## Start SUPPLIED MATERIAL

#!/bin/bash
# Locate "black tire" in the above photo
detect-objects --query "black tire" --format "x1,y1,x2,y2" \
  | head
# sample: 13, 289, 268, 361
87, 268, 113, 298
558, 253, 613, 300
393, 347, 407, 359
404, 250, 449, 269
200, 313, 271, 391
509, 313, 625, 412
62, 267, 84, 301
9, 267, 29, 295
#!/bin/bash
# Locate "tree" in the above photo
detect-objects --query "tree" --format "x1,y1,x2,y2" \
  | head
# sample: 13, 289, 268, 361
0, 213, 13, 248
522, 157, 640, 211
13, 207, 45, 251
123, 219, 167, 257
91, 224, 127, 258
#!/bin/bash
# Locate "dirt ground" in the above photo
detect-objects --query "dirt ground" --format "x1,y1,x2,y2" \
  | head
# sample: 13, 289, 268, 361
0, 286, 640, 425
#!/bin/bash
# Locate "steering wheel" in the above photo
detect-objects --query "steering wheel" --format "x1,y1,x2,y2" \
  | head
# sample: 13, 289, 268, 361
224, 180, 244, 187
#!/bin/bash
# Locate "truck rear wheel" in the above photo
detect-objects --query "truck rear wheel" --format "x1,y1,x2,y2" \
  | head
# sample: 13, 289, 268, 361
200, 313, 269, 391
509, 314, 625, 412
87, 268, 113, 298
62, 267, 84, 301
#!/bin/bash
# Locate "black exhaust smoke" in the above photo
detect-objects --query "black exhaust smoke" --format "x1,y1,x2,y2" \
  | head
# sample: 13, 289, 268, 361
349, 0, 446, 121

## End SUPPLIED MATERIAL

• GOAL OF THE EXERCISE: Update the records above, replacing every "detect-objects" with "find-objects" and leaving everything else the same.

• RESPONSE:
#!/bin/bash
# Locate "black tire" in the above photo
find-objects --query "black tire" --format "x1,y1,x2,y2" \
  | head
# sample: 13, 289, 268, 361
87, 268, 113, 298
558, 253, 613, 300
393, 347, 407, 359
404, 250, 449, 269
200, 313, 271, 391
509, 313, 625, 412
62, 267, 84, 301
9, 267, 29, 295
#!/bin/bash
# Locate "tree" in the above photo
find-objects --query "tree" --format "x1,y1,x2,y2" \
  | head
# sample: 13, 289, 268, 361
0, 213, 13, 248
522, 157, 640, 211
13, 207, 45, 251
123, 219, 167, 257
91, 224, 127, 258
#!/bin/bash
# Locate "dirt ground" in the above photo
find-objects --query "dirt ground" --format "x1,y1,x2,y2" \
  | head
# sample: 13, 289, 268, 361
0, 286, 640, 425
#!/bin/bash
# Locate "steering wheel" in the above photo
find-objects --query "steering wheel" --format "x1,y1,x2,y2" \
  | head
# sample: 13, 289, 268, 361
224, 180, 244, 187
#!/bin/bash
# Locate "truck rear wheel" in the above photo
find-objects --query "truck rear wheel" --format "x1,y1,x2,y2" \
  | head
# sample: 13, 289, 268, 361
200, 313, 269, 391
509, 314, 625, 412
87, 268, 113, 298
62, 267, 84, 301
#!/bin/bash
# Locate "black exhaust smoke" in the above photo
find-objects --query "black exhaust smoke" --format "x1,y1,x2,y2" \
  | head
# sample: 13, 289, 268, 361
349, 0, 446, 121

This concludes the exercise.